» **EXTRACT**

%%

It was a little icy going up the hill – OK, it was a lot icy.  I skidded, which was kind of fun, but the fire truck behind me did a 180, which I don’t think they found as enjoyable. 

(Isn’t it creepy when the word you are typing is spoken on the TV just as you’re typing it?  That just happened with the word “bleachers'” – I’m watching Jeopardy.)  The bleachers looked like the place to be, so I started out there, sitting in front of two large, charming lesbians with a nervous chihuahua dressed in a baby T-shirt with a baby plaid overshirt.  What an excellent and inexpensive idea for dressing your dog.  If there is such a thing as an excellent idea for dressing your dog.  They were forced to leave when the booming noises of the spud-guns were terrifying poor Chewie to the point that he was shaking uncontrollably, even in their comforting arms. 

The kids from one of the local schools sang a truly inspirational song called “Everlasting Fruitcake” and actually sang it very well.  They weren’t shy about belting out the lyrics or doing the accompanying mini-skit.  It was refreshing and funny, and who knows?  We may see some of these kids on American Idol in a few years. 

The bleachers gave me a front row seat for the performance, but they were too far from the action for my taste, and the sun was in my eyes, so I headed down onto the field to inspect the proceedings up close and personal.  Besides, I had to get a little nearer to the random armadillo mascot:

There were a lot of good photo ops of a seemingly infinite number of cute children:

As a warm-up, the Fruitcake Honor Guard had set up four spud canons which we spectators were invited to fire off. 

To prepare the weapons, the Honor Guard greased them and loaded them with a potato using a giant Q-Tip like plunger.

Well, I’m not one to resist adding something new to the life-list, so I fired off one of those babies and shot a potato all the way past the uprights at the opposite end of the field.  I may have a new career.  Unfortunately, they wouldn’t let me hold it on my shoulder like a bazooka.  That would have just enhanced the awesomeness.  Since I was flying solo today, I haven’t got a picture of me firing my massive phallic weapon, but this will give you an idea:

Thank heavens my form was better than this gentleman’s.

The first official event was the Great Fruitcake Toss, with categories for kids, women, men, men over 60 and women over 60.  If by chance you didn’t bring your own fruitcake, you could rent one for $2.  I’ll say upfront that my impaired shoulder prevented me from participating, but there’s always next year!  And by the way, all proceeds (and canned food donations) went to the very worthy local charity, Westside Cares – and everything was staffed and provided by volunteers.

%%

» **LISTED RECORDS**
%%

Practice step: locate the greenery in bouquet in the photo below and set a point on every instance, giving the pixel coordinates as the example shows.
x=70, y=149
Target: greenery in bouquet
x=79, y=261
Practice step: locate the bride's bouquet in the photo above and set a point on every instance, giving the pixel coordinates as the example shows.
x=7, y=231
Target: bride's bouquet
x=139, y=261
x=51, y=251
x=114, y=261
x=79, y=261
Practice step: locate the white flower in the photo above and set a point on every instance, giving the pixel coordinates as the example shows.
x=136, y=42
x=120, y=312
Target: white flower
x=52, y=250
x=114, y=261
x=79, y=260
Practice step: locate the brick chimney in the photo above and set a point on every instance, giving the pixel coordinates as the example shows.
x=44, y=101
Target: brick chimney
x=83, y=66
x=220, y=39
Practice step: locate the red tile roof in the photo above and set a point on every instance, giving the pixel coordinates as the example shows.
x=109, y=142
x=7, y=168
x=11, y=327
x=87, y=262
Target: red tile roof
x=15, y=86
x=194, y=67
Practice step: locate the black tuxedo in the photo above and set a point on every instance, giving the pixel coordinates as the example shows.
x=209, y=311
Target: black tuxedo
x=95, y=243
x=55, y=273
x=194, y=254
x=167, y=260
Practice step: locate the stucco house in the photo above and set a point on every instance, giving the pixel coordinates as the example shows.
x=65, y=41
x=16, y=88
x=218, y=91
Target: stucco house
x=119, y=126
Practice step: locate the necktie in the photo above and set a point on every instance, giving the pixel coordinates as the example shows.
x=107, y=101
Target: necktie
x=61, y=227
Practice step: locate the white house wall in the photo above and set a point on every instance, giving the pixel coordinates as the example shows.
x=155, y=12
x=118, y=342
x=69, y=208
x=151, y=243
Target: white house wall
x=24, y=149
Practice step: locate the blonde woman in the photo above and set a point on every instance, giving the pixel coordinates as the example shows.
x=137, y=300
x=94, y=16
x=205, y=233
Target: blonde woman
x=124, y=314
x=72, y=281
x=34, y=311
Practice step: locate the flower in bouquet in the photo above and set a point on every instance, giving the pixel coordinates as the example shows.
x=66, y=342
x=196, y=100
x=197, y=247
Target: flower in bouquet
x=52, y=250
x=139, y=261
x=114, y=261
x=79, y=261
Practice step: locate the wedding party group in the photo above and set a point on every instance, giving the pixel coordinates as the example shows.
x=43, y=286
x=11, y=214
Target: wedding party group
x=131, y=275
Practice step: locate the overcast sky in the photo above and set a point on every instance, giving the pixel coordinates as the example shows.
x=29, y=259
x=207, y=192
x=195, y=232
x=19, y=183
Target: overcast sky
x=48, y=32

%%

» **PROMPT 1**
Reproduce everything in the fruitcake festival account from "It was a little" down to "found as enjoyable.", keeping every word and mark as it appears.
» **PROMPT 2**
Take the fruitcake festival account further, picking up right after its last sentence.

» **EXERCISE RESPONSE 1**
It was a little icy going up the hill – OK, it was a lot icy.  I skidded, which was kind of fun, but the fire truck behind me did a 180, which I don’t think they found as enjoyable.

» **EXERCISE RESPONSE 2**
We started out with the kid’s fruitcake toss, and some of the kids made some pretty impressive throws, exceeding 70 feet. 

As is the case in almost every children’s event these days, everyone was the winner. (Don’t get me started.)  And everyone who participated won a cool little catapult, complete with a marshmallow for firing.  These remarkably study devices provided endless amusement for many small fry for the rest of the morning.

Next came the women’s fruitcake toss.  The mayor opened the event, but her toss was pretty lame – clearly, things weren’t rigged in her favor.  The mayor is, most improbably, the woman in the brown shirt in this photo:

The women seemed to put more stock in their throwing style than the men.  I suppose that’s why they didn’t toss the fruitcakes as far – or as accurately.  We in the crowd really needed to stay alert.  And of course, the one moment when I let my attention wander, I looked up to see a festive red fruitcake barreling through the air directly towards my head.  Only a quick backstep AND a suave lean, saved me from a fate worse than being hit in the face by a fruitcake…oh, wait…. The winner (yes, there was an actual winner in this one – the lady in red in the photo below) threw her fruitcake an astounding 197 feet (and ground rolls count in the measurements). 

Sign that girl up!

The men were the last blast.  They were dedicated to getting up to the line and throwing with all their might.  Which made it more embarrassing when their tosses flew a paltry 25 feet or so.  But one gentlemen nailed that fruitcake – a whopping 371 feet!  Another guy (the man in black below) drove all the way from Arkansas to toss his fruitcake, which I’m having a hard time wrapping my brain around.

There were two varieties of fruitcakes in evidence: the round version and the rectangular-log version.  Those tossing the round version clearly had an aerodynamic advantage, and an added advantage if their pitch hit the ground with a good rolling momentum.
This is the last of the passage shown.